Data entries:
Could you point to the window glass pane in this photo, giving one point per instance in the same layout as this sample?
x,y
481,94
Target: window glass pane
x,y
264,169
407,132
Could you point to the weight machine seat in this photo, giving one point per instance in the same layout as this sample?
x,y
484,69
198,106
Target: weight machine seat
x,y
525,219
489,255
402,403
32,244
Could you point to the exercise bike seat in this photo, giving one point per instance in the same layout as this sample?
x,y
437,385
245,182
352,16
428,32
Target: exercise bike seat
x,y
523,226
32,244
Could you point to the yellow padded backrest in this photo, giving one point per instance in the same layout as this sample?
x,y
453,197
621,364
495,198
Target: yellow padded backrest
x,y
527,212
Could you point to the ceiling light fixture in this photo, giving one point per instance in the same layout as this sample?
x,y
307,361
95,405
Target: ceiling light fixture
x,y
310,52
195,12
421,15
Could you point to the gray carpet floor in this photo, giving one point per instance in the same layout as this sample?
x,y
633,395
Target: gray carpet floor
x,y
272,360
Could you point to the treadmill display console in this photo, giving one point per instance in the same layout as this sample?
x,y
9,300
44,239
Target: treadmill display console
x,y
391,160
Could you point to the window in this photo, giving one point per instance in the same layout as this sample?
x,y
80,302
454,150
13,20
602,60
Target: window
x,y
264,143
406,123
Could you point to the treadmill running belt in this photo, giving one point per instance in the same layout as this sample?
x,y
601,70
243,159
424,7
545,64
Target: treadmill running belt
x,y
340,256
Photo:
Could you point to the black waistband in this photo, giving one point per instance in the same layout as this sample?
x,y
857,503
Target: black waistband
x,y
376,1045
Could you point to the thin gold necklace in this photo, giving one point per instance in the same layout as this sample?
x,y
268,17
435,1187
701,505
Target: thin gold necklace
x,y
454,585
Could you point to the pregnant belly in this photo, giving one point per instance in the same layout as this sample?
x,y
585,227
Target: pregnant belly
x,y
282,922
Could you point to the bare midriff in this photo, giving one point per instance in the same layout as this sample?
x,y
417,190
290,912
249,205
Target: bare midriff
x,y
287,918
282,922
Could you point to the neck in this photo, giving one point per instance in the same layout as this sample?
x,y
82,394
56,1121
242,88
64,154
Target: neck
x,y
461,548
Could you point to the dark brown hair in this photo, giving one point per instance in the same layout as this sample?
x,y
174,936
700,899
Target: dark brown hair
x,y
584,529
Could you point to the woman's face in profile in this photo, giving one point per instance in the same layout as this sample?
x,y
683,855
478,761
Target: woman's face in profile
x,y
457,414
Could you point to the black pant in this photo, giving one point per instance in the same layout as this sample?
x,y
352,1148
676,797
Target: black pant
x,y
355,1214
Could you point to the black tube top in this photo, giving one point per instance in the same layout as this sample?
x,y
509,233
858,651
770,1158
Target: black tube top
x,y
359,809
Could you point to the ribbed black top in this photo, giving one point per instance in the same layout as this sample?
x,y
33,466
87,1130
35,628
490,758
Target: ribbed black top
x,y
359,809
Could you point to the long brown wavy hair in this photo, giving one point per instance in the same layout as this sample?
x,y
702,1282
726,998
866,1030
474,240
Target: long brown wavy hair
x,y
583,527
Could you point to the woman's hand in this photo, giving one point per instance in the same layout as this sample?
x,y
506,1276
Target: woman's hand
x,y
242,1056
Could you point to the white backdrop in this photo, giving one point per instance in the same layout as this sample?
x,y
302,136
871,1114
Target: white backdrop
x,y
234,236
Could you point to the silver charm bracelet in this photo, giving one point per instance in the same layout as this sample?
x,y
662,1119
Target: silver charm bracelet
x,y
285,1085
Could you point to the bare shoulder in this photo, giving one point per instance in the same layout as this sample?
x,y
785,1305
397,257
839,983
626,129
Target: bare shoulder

*Aim of the task*
Please write out the entries above in full, exactly as they read.

*Solution for this task*
Could you point to the window glass pane in this photo, giving one point per instance in the same layout as this sample?
x,y
481,94
Target: window glass pane
x,y
264,169
407,132
Could you point to the weight machine seat in this photo, giving one point per instance in the same layout as this sample?
x,y
484,69
198,106
Target: weight machine seat
x,y
525,219
489,255
402,403
32,244
Could you point to the exercise bike seat in this photo, giving one point per instance in the same layout as this sample?
x,y
437,385
245,182
352,16
428,32
Target: exercise bike seat
x,y
523,226
32,244
Could you point to the yellow padded backrest in this photo, giving one point per instance in the same layout as this sample?
x,y
453,197
621,364
495,198
Target: yellow padded backrest
x,y
527,212
Could you point to the ceiling light fixture in this photo, giving one point per instance in the same layout as this sample?
x,y
307,361
95,405
Target: ceiling light fixture
x,y
310,52
195,12
421,15
Could you point to the gray carpet floor in this photo, giving one point per instance in the same layout as this sample?
x,y
633,395
Target: gray carpet floor
x,y
272,360
Could you point to the treadmill display console in this photo, giving one point per instance in the same layout as this sample?
x,y
9,300
44,239
Target: treadmill display console
x,y
391,160
Could you point to the window in this photo, giving one point per instance in the same layout as this sample?
x,y
80,302
454,150
13,20
602,60
Target: window
x,y
264,143
406,123
Could you point to the treadmill running belt in this photo, giving one point per instance in the same layout as this sample?
x,y
601,70
243,159
424,7
545,64
Target: treadmill running belt
x,y
340,256
Photo:
Could you point to the black waistband in this photo, giving one point per instance in the same layout as this sample?
x,y
857,503
Target: black waistband
x,y
376,1045
Could you point to the thin gold necklace in this photo, giving one point per instance in the same layout as this sample?
x,y
268,17
435,1187
701,505
Target: thin gold necklace
x,y
454,585
Could you point to the pregnant belly in this photo, giving one point per instance in the same layout as this sample?
x,y
585,227
Target: pregnant belly
x,y
282,922
Could you point to the bare midriff in this photo, giving one point per instance in the same layout as this sample?
x,y
417,190
290,912
249,205
Target: bare midriff
x,y
287,918
282,922
Could you point to the neck in this photo, giving one point per instance in the same layout as this sample?
x,y
82,394
56,1121
242,88
64,154
Target: neck
x,y
461,548
Could you point to the dark brown hair in this photo, giving one point per instance in the same layout as this sample?
x,y
174,936
700,899
Target: dark brown hair
x,y
584,529
Could you point to the woman's face in profile in this photo, giving one point per instance in the same layout as this sample?
x,y
683,855
478,761
Target: woman's face in profile
x,y
457,414
Could you point to the black pant in this photo, giving one point per instance in the same layout as this sample?
x,y
352,1148
676,797
Target: black pant
x,y
355,1214
Could you point to the black tube top in this photo, giving one point per instance in the same layout as this sample?
x,y
509,233
858,651
770,1158
Target: black tube top
x,y
359,809
Could you point to the ribbed black top in this photo, giving one point per instance in the same layout as this sample?
x,y
33,466
87,1130
35,628
490,758
Target: ribbed black top
x,y
359,809
Could you point to the long brown wavy hair in this photo, giving one point per instance in the same layout as this sample?
x,y
702,1282
726,998
866,1030
474,240
Target: long brown wavy hair
x,y
583,527
Could you point to the woman's hand in this photo, giving one point per instance in the same layout as this sample?
x,y
506,1276
Target: woman's hand
x,y
242,1056
Could you point to the white backdrop in this photo, giving one point per instance in the same layout as this sample?
x,y
302,136
871,1114
Target: white backdrop
x,y
234,236
Could you point to the silver charm bracelet in this photo, giving one point per instance in the same layout as this sample?
x,y
662,1119
Target: silver charm bracelet
x,y
285,1085
Could you point to the bare shoulder in this photo, giving one point per instance in the same layout as this sample?
x,y
785,1305
397,257
839,983
626,129
Target: bare shoulder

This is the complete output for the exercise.